SOURCE RECORDS:
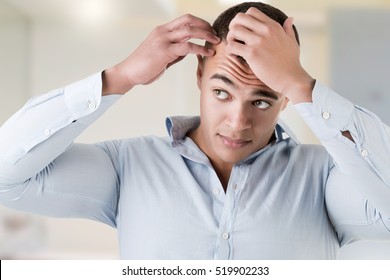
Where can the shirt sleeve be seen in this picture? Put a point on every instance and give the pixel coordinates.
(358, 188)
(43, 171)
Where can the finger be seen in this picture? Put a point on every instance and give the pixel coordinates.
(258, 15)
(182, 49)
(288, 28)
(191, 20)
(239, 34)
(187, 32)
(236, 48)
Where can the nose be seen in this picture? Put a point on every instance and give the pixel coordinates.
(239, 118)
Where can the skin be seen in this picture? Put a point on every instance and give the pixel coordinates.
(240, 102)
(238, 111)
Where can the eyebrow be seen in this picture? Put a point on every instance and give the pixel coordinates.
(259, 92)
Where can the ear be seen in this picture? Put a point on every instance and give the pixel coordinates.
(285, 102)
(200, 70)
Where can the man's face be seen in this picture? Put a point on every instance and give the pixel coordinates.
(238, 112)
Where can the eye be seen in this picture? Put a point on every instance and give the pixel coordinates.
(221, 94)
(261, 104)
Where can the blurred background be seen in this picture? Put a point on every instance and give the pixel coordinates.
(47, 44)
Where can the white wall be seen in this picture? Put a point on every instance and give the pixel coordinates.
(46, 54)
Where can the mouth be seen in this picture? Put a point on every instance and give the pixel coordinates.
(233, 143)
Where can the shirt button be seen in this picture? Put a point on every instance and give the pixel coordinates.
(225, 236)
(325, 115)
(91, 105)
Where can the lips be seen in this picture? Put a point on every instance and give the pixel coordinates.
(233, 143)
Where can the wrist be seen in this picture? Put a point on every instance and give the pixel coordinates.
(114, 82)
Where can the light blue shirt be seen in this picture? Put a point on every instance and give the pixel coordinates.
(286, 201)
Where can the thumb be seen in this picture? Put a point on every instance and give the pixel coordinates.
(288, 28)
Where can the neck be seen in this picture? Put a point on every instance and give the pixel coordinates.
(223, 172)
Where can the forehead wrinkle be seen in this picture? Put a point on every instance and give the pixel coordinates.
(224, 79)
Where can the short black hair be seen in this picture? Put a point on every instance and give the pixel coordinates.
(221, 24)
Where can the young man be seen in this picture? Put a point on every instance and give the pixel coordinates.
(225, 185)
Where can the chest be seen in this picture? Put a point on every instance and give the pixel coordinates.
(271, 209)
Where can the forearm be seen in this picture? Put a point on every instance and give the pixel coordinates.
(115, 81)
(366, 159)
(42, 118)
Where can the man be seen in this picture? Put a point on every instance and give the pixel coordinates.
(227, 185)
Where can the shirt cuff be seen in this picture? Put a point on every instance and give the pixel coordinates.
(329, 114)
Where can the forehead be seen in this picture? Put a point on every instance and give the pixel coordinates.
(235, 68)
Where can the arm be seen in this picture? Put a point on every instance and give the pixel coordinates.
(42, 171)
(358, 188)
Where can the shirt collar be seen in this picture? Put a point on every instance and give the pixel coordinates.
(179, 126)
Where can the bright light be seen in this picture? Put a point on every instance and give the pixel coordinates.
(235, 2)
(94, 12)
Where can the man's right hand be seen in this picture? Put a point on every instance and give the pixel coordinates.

YOUR OBJECTIVE:
Output the records above in their entirety and exactly, leaving out all images.

RESPONSE:
Where can the shirt sleeve be seen in this picture? Put a point on every instance and give the pixel coordinates.
(358, 188)
(43, 171)
Where can the finger be seen in this picture? Put a point on every instance and give the pixel coordinates.
(258, 15)
(182, 49)
(288, 28)
(191, 20)
(239, 34)
(187, 32)
(236, 48)
Where can the nose be seen in this picture? Put a point on every instance and give the pixel coordinates.
(239, 118)
Where can the skin be seen in this picture? Put a point on every instance and give the pixel coordinates.
(240, 102)
(238, 111)
Where can the eyebrow be seen in this picture? Put a point on every instance and give the pixel coordinates.
(259, 92)
Where can the ear be seen in this picture? Put a point on every instance and give the pixel coordinates.
(285, 102)
(200, 70)
Where can the man's face be seen in this picture? Put a point on every instance and give the pixel coordinates.
(238, 112)
Where can the eye be seen in this picture? Put a point on every instance and give the pixel coordinates.
(221, 94)
(261, 104)
Where can the blurred background be seen in this picture? Put a point on every instance and give the pixel coordinates.
(47, 44)
Where can the white wall be seen in this picture? Put a point on every instance and give the pixel coordinates.
(46, 54)
Where can the mouth be seen in this picture? Put a point on every instance and give the pixel coordinates.
(233, 143)
Where can the shirt button be seen in this picture? Put a point on every instance and give the pixel coordinates.
(225, 236)
(325, 115)
(91, 105)
Where can the lips be seen in this picture? Put a point on every instance and give the pixel coordinates.
(233, 143)
Where can the wrist be seen in this picture? Put a point on every instance and give the pixel coordinates.
(114, 82)
Where can the light blue shirt be seen in this picture? Put a point on every instance and give the pixel coordinates.
(286, 201)
Where can the thumb be seen in this picture? Put a point on every instance and give the pixel coordinates.
(288, 28)
Where can the neck be seen in this picture? Put a point on every instance and give the pixel coordinates.
(223, 172)
Where can the forehead wrinkle be seen in this picture? Put a point on every instance and give the pixel coordinates.
(224, 79)
Where can the short black hair be seen in this picture? Put a point on every instance and give the pixel coordinates.
(221, 24)
Where can the young man be seen in this picture? Put a point on every instance and give the pixel coordinates.
(225, 185)
Where can the chest be seen in this picture? Put a point on every instance and give the pixel coordinates.
(271, 209)
Where can the forearm be seen in this picture? Put a point on every instance and give the pixel coordinates.
(115, 81)
(366, 159)
(42, 118)
Where can the man be seen in this picture? Put a point on every instance and give the pixel coordinates.
(227, 185)
Where can the shirt cuff be seen in this picture? Put a point on every instance and give the pixel coordinates.
(329, 114)
Where can the forehead be seen in this picture? Put a point on every instance and give the pixel coordinates.
(235, 68)
Where can the arm be seen in this picture? Put a point on every instance and give the pixel coordinates.
(42, 171)
(358, 188)
Where can the shirt collar be seen in this picture? Put a point on every instance and give the pixel coordinates.
(179, 126)
Where can the bright light be seen in this picture? Put a point on every instance and give the pixel coordinates.
(235, 2)
(94, 12)
Where can the man's right hand be seen in this picture? Put a point on every instance and give the pixel coordinates.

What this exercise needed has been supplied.